EJERCICIO PROPUESTO A: Según el texto sobre la corrupción deportiva y la crisis de Brasil, ¿en qué terminó convertido el estadio de Manaos?

### TEXTO DEL DOCUMENTO ###

No es una exageración. A los problemas que tumbaron a la jerarquía de la FIFA en 2015, se juntaron los escándalos de la manipulación de los dopajes en el atletismo, aupado por un modus operandis institucionalizado por la Federación Rusa. Esto causó la exclusión de varios deportistas rusos de múltiples disciplinas olímpicas: una crisis deportiva que se ha querido arropar con el traje de las conspiraciones geopolíticas. En 2016 también se suman problemas en deportes como el boxeo, en donde los dirigentes olímpicos son acusados de manipular las llaves eliminatorias y los fallos. La institucionalidad deportiva parece desplomarse, apaleada por ese gigante incombustible que es la corrupción. Es tan portentoso, que se convirtió en el hecho deportivo del año pasado. Algo que parece repetirá en 2016.

Al trago amargo de la corrupción, se adicionan los problemas políticos y organizativos que enfrenta Brasil. La salida temporal de Dilma Rousseff fue la piedra de tope a la crisis política que ha sacudido al país desde hace dos años, cuando empezaron a salir a flote los escándalos asociados con las cuentas alegres de la estatal petrolera, Petrobras. Al descalabro político se suma una población movilizada que ha cuestionado el por qué un país con necesidades apremiantes ha destinado tantos recursos a elefantes blancos, que empezaron con el Mundial de fútbol en 2014 y continuaron en Rio 2016. El estadio de Manaos, donde ni siquiera hay equipos compitiendo en el torneo de fútbol brasileño, y terminó como estacionamiento, fue el caso más elocuente. A la desproporcionada infraestructura deportiva que se ha construido en los últimos años, se unen problemas con el incumplimiento y desfinanciación de las obras, con la no recuperación de las aguas de las bahías y playas cariocas, y con el desalojo de poblaciones pobres de las favelas por motivos de seguridad. El descontento acumulado incluso llevó a boicotear el paso de la llama olímpica. Las penumbras que se acumulan en Rio opacan el brillo olímpico.

###

EJERCICIO PROPUESTO B: Copia otra vez las entradas que van desde la línea que contiene "Where can you spot the green plant" hasta la línea que contiene "(572, 1119)", ambas incluidas, con sus solicitudes. Multiplica por 0,4 cada coordenada de las respuestas y redondea al entero más cercano, con las mitades hacia arriba.

### ENTRADAS ALMACENADAS ###

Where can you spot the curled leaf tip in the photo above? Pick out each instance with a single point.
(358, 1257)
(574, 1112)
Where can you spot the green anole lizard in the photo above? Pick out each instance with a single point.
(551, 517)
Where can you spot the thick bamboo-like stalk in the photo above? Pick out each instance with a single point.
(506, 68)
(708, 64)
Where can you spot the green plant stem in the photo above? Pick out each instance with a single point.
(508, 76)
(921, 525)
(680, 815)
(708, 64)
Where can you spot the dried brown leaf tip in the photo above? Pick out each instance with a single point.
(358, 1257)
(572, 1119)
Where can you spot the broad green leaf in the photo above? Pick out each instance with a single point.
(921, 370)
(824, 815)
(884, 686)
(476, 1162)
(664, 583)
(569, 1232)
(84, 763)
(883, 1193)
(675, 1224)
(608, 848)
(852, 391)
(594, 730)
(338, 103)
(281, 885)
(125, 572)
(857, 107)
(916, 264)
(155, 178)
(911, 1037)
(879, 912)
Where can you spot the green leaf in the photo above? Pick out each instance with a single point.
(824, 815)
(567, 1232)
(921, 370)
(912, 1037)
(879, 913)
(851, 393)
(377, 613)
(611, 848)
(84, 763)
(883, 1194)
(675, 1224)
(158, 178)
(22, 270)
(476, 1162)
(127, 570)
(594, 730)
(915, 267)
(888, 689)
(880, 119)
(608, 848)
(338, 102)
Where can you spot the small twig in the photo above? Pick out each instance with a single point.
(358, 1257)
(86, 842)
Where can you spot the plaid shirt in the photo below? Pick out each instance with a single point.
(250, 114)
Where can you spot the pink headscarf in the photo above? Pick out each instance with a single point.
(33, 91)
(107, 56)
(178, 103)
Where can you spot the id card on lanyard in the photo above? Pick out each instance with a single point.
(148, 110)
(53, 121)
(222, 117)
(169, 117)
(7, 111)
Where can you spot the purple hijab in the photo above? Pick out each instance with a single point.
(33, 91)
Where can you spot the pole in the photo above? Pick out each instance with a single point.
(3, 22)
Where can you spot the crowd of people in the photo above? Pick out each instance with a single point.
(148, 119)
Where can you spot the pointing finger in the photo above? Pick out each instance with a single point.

###

SALIDA CORRECTA A: En un estacionamiento.

SALIDA CORRECTA B:
Where can you spot the green plant stem in the photo above? Pick out each instance with a single point.
(203, 30)
(368, 210)
(272, 326)
(283, 26)
Where can you spot the dried brown leaf tip in the photo above? Pick out each instance with a single point.
(143, 503)
(229, 448)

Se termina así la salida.